**Direction:**
Revise the lines from the line with "TARGET = burning wick" through the end of the records, replacing "pin" with "marker" and leaving everything else unchanged. Give back only those lines.

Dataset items
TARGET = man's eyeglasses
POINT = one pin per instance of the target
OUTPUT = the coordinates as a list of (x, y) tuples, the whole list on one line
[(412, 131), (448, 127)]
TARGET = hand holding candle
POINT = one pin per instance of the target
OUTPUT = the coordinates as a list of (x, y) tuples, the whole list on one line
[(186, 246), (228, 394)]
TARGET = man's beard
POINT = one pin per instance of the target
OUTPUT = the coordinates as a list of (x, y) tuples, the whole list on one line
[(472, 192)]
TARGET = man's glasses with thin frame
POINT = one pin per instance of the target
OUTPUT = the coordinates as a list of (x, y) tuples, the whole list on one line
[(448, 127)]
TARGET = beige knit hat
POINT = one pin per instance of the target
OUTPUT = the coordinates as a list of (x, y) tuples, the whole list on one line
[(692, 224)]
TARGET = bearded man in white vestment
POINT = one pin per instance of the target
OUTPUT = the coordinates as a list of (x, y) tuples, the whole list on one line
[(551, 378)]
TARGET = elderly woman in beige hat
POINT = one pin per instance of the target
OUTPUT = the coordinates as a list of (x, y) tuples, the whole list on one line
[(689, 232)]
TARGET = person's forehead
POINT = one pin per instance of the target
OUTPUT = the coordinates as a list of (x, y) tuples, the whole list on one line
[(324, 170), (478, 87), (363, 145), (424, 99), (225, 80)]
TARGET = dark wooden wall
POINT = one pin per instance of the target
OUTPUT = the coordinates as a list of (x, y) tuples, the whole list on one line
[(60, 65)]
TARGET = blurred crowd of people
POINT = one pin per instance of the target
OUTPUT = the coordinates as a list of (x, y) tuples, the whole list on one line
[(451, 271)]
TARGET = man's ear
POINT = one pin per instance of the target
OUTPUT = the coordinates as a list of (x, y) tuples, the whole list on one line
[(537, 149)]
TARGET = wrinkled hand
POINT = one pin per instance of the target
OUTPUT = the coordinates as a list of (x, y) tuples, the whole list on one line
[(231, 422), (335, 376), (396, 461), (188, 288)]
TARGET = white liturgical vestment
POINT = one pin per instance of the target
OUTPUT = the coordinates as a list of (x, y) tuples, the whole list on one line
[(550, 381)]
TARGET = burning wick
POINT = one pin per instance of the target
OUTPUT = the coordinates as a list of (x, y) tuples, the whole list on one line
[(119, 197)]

**Answer to this problem:**
TARGET = burning wick
POINT = one marker per instance of the target
OUTPUT = the coordinates as a list of (x, y) tuples, the whole list on one line
[(119, 197)]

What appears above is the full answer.